Annotated coordinate records

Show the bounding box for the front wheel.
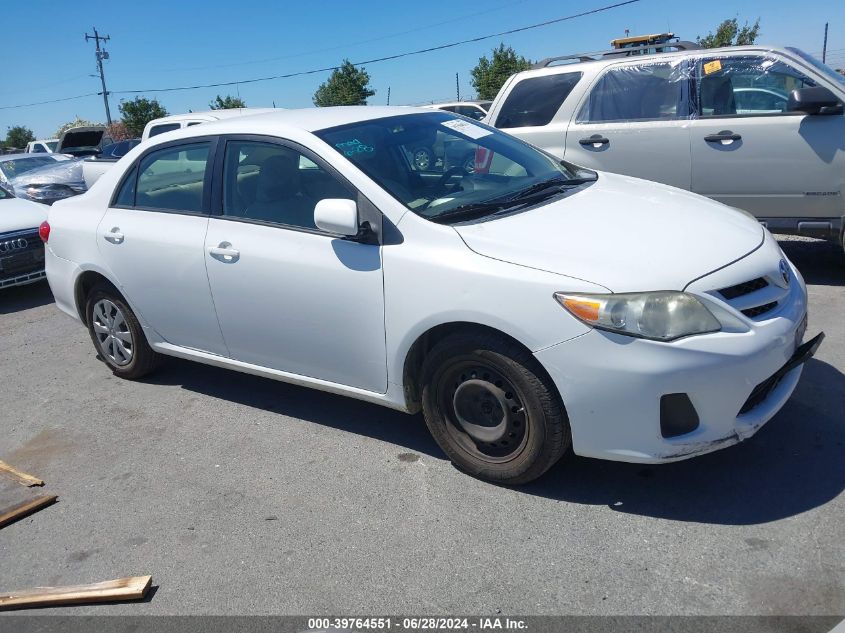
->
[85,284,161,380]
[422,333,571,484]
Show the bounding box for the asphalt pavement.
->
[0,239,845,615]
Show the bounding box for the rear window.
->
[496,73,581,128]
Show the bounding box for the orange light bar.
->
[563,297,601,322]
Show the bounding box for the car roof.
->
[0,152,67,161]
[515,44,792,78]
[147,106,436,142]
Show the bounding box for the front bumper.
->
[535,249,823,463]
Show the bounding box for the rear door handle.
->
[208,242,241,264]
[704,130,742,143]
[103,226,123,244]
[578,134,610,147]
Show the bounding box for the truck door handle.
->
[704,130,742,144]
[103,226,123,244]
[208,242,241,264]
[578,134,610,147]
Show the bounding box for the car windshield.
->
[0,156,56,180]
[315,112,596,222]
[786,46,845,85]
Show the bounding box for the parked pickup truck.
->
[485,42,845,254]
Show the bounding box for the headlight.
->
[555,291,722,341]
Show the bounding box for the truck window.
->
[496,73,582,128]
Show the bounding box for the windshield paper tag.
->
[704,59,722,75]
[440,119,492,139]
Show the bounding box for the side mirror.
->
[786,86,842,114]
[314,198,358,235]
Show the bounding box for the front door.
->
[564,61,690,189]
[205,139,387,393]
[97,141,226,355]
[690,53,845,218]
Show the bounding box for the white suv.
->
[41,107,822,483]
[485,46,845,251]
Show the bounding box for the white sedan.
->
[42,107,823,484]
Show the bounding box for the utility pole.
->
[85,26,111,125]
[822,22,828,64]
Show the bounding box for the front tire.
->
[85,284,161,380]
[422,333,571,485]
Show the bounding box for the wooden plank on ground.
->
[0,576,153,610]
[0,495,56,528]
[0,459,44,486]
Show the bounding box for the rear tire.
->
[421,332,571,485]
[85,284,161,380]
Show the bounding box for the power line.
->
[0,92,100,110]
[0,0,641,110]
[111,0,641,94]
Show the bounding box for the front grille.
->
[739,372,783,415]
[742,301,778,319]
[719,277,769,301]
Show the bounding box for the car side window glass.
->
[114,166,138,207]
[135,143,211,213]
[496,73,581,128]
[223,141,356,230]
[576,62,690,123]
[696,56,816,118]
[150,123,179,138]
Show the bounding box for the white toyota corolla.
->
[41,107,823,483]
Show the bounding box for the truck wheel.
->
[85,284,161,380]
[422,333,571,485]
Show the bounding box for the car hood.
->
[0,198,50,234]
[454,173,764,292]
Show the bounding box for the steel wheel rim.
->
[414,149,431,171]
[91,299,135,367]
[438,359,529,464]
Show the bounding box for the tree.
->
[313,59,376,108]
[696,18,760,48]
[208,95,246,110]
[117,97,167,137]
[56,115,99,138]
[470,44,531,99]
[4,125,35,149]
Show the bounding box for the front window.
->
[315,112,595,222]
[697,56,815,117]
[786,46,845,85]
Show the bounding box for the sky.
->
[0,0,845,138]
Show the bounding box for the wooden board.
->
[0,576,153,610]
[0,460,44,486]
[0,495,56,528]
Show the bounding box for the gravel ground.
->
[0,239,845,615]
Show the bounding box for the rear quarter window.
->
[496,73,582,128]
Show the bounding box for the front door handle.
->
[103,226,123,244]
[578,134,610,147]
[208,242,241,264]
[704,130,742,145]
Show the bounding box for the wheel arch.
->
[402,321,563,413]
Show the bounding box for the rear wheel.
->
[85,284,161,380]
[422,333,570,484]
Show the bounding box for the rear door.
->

* * *

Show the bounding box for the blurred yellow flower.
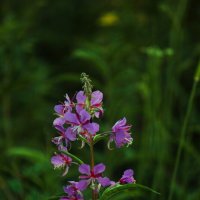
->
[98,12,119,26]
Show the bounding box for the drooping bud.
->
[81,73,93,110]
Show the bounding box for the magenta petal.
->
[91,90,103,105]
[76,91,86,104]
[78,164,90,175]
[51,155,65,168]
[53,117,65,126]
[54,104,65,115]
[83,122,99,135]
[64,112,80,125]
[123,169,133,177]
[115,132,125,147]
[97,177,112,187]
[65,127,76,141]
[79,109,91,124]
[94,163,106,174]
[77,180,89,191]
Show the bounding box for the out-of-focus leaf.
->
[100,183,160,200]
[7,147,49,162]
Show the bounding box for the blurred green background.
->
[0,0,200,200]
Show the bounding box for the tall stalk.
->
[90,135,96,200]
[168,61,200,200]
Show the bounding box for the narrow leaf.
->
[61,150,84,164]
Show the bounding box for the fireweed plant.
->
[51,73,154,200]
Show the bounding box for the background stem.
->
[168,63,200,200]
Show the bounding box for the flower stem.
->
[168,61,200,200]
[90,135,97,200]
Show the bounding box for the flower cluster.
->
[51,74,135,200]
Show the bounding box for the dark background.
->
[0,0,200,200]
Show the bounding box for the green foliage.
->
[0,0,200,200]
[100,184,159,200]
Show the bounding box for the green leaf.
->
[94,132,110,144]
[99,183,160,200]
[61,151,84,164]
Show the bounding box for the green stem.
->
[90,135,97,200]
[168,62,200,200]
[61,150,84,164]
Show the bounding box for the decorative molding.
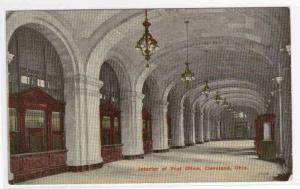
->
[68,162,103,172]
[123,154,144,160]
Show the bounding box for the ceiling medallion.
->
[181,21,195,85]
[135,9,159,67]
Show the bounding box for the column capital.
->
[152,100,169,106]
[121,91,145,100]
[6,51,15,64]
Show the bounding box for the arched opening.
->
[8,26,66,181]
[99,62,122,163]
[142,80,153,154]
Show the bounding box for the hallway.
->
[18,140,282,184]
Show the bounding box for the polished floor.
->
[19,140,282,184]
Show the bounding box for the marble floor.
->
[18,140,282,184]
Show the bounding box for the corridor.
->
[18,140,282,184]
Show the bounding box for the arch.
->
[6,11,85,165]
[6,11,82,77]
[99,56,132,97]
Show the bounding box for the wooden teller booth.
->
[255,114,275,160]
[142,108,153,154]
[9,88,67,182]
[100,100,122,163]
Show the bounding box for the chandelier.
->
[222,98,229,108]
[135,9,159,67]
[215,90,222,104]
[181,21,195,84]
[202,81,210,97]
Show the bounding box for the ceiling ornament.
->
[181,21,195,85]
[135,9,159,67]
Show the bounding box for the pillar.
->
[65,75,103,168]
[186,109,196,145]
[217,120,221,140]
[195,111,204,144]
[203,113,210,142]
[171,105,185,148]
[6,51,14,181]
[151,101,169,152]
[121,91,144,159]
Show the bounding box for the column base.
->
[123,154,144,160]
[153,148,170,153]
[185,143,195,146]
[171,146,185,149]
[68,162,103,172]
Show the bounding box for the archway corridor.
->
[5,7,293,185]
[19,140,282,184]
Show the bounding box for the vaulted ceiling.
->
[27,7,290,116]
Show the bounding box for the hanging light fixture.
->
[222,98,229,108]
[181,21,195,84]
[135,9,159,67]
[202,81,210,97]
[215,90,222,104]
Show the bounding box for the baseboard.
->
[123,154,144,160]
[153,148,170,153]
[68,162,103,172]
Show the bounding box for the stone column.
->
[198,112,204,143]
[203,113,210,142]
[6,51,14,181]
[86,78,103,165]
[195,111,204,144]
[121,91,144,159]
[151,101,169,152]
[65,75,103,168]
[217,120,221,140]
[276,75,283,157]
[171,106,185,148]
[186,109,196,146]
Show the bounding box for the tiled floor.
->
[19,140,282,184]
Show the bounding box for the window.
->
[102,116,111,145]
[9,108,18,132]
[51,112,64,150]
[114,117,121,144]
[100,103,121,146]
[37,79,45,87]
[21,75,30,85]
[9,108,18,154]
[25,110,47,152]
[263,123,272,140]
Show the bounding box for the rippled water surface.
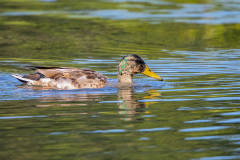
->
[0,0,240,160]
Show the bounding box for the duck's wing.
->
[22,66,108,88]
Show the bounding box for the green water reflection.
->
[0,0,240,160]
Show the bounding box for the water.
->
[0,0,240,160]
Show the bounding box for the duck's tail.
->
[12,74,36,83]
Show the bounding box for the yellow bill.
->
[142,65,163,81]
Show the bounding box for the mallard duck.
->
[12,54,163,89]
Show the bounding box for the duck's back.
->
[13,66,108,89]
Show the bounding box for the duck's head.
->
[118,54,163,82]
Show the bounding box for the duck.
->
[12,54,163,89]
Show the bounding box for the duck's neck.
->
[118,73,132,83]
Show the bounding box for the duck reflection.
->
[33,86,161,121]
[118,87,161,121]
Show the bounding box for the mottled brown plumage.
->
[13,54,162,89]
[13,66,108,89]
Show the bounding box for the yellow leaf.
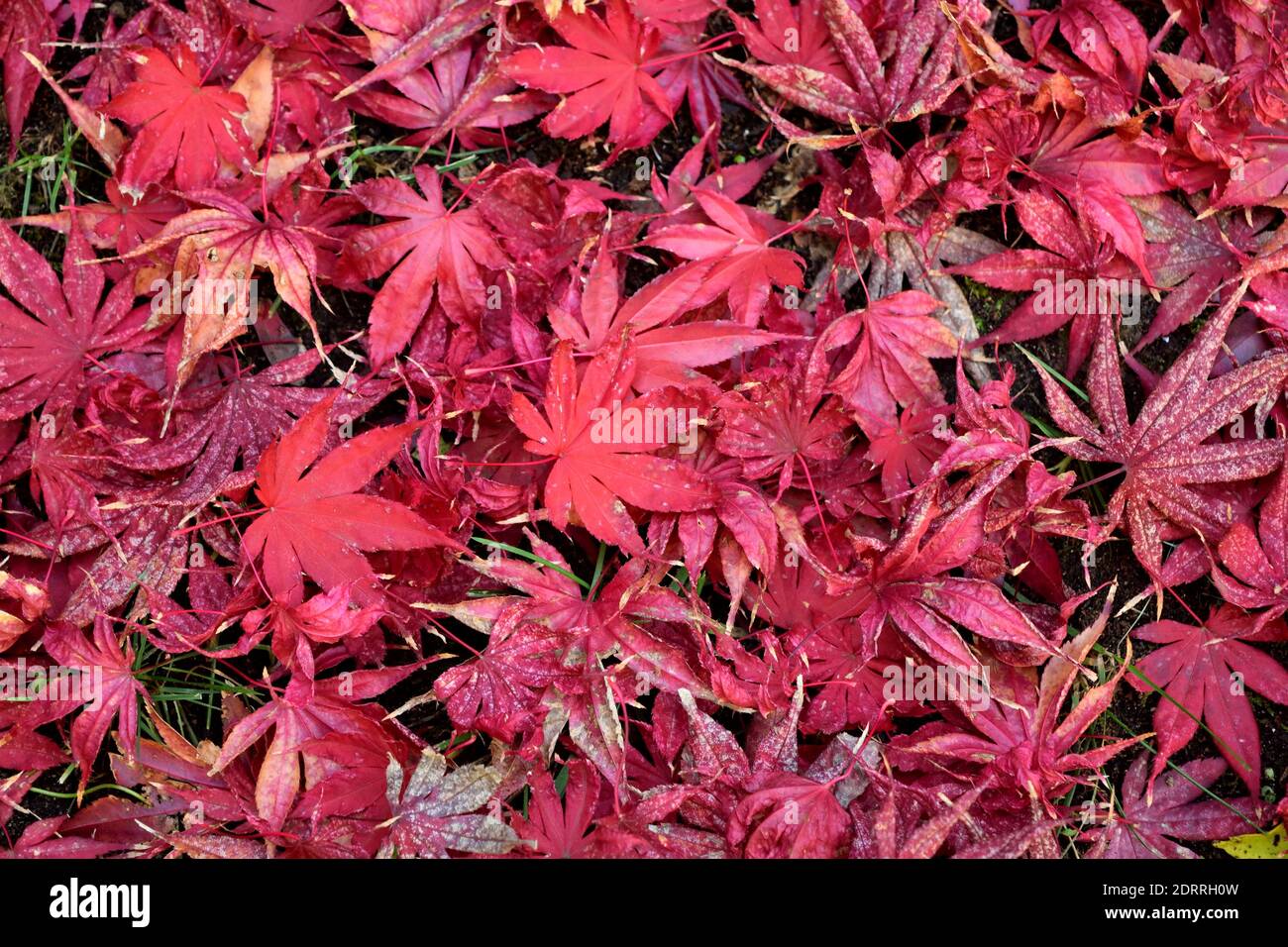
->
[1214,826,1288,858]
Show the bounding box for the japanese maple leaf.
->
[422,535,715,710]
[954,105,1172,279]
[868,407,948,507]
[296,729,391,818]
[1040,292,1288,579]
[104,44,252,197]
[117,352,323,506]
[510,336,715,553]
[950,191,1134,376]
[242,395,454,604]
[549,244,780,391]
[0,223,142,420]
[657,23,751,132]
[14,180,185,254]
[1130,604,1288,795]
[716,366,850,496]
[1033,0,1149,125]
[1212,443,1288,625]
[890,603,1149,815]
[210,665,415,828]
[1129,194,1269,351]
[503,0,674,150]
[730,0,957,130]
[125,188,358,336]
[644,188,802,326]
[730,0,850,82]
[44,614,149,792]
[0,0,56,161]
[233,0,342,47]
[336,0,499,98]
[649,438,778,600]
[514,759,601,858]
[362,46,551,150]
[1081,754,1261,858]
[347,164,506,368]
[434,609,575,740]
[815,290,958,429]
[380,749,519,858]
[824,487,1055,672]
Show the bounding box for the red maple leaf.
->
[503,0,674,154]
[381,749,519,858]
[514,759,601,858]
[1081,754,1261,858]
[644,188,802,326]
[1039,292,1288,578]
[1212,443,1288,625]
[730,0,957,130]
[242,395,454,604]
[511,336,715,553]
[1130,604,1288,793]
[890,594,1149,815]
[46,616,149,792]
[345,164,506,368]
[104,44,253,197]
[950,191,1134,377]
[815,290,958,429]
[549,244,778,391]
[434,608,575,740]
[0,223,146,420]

AIM —
Write out the lines of the listing without changes, starting at the line containing "Show the bounding box for the duck's head." and ending at the line containing "[0,223,146,420]", with both of those lines included. Leave out the pictures.

RIGHT ANSWER —
Show the bounding box for the duck's head.
->
[118,54,163,82]
Show the bounding box for the duck.
->
[12,54,163,89]
Show the bounding box for the duck's neck.
->
[118,73,132,83]
Show the bounding box for the duck reflection.
->
[33,86,161,121]
[118,87,161,121]
Show the bounding box for the mottled brown plumage.
->
[13,54,162,89]
[13,66,108,89]
Show the bounding box for the yellow leaf.
->
[1214,826,1288,858]
Show the bounding box for the japanese maple leaf.
->
[422,535,715,710]
[954,105,1172,279]
[868,407,948,507]
[296,729,391,818]
[1040,292,1288,579]
[104,44,252,197]
[117,352,323,506]
[510,336,715,553]
[950,191,1134,376]
[242,395,454,604]
[549,244,780,391]
[0,223,142,420]
[657,23,751,132]
[14,180,185,254]
[1130,604,1288,795]
[716,366,850,496]
[1033,0,1149,125]
[1212,443,1288,625]
[890,603,1149,815]
[210,665,415,828]
[1129,194,1269,351]
[503,0,674,150]
[730,0,957,130]
[125,188,358,336]
[644,188,802,326]
[730,0,850,82]
[44,614,149,792]
[0,0,56,161]
[233,0,342,47]
[336,0,499,98]
[649,438,778,600]
[514,759,601,858]
[362,46,551,150]
[1081,754,1261,858]
[347,164,506,368]
[434,609,575,740]
[815,290,958,429]
[380,749,519,858]
[824,487,1055,672]
Show the bounding box for the red maple leaf.
->
[503,0,674,154]
[381,749,519,858]
[514,759,601,858]
[1081,754,1261,858]
[644,188,802,326]
[1039,292,1288,578]
[1212,443,1288,625]
[730,0,957,130]
[242,395,454,604]
[511,336,715,553]
[1130,604,1288,793]
[890,594,1149,815]
[46,616,149,792]
[345,164,506,368]
[104,44,253,197]
[950,191,1134,377]
[815,290,958,429]
[549,244,778,391]
[434,608,575,740]
[0,223,146,420]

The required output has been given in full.